* begin *

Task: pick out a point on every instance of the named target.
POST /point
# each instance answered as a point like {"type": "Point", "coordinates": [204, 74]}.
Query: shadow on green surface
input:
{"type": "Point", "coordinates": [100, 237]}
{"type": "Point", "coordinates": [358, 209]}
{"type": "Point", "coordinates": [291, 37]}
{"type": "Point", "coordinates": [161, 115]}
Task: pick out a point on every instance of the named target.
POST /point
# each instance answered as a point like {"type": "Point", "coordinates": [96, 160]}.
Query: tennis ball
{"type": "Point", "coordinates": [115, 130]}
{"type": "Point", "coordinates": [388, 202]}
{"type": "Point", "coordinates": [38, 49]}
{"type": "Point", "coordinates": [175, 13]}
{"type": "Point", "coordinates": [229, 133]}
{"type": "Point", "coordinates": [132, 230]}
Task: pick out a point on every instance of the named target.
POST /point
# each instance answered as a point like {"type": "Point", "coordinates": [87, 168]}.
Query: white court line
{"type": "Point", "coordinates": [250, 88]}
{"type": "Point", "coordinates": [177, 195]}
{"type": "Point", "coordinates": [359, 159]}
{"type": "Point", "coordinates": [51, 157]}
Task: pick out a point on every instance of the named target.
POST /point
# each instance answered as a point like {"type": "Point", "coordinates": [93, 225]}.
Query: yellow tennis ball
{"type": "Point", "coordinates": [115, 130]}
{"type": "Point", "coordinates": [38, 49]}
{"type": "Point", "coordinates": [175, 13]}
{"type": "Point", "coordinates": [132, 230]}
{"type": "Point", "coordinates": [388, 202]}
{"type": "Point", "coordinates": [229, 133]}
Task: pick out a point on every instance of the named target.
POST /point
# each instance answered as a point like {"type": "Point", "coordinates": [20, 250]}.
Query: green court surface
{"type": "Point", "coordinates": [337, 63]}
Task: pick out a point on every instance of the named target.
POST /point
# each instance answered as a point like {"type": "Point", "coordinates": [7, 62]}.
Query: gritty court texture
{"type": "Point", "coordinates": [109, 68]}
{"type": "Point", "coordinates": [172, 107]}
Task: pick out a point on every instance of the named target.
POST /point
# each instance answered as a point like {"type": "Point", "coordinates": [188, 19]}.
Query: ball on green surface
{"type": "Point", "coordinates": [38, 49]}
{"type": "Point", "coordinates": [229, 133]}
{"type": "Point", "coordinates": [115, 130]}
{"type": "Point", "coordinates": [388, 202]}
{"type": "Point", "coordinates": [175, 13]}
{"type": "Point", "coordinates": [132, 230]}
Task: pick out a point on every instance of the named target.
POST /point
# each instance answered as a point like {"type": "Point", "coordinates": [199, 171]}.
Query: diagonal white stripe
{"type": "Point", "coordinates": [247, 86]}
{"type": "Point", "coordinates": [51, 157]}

* end *
* begin *

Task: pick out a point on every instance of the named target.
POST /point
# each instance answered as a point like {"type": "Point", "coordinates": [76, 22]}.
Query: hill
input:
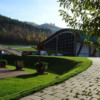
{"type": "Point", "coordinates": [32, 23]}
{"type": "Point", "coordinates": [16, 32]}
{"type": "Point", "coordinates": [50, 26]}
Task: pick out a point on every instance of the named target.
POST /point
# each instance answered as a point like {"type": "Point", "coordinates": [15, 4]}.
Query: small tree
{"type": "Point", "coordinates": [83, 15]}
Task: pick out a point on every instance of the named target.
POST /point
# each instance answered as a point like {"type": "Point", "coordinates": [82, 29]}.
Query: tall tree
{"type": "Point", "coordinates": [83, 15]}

* end *

#### WHAT IS REQUIRED:
Pull out and copy every line of the records above that contains the string "ball". Matching is case-sensitive.

#### TASK OUTPUT:
Query: tennis ball
Query: yellow tennis ball
Query: ball on green surface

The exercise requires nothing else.